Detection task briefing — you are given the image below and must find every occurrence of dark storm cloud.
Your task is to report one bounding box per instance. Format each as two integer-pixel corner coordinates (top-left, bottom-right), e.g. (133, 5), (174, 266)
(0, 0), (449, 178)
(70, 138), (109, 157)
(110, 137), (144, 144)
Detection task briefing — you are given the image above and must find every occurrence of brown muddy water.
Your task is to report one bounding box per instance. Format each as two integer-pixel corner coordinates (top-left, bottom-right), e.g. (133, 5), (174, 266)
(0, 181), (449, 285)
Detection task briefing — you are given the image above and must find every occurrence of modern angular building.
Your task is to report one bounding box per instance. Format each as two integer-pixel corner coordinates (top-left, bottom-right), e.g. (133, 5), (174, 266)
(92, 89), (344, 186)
###
# YOUR OBJECTIVE
Rescale the material above by writing out every line of it again, with each bounding-box corner coordinate in the answers multiplied by 1.55 and rounded to a whole number, halves rounded up. All other text, including the sample coordinates after "e.g.", stays unchanged.

# WRITTEN ANSWER
Detection task briefing — you are given the image below and must find every occurrence of dark storm cloud.
Your task is to report one bounding box per instance. Format each as two integer-pixel corner coordinates (top-left, bottom-right), e.g. (133, 5), (174, 266)
(0, 0), (696, 276)
(109, 214), (169, 243)
(171, 212), (223, 223)
Detection task briefing — you are given the image above and must find every occurrence of brown muddy water.
Your task is to report one bounding box per instance. Format each as two integer-pixel corner coordinates (top-left, bottom-right), e.g. (133, 5), (174, 266)
(0, 281), (696, 442)
Detection task briefing — you are given the image above and must find every occurrence of modern angular building.
Your task is to report one bounding box per instance. Format each as two integer-pixel corner coordinates (top-left, bottom-right), e.g. (133, 5), (174, 266)
(143, 138), (533, 288)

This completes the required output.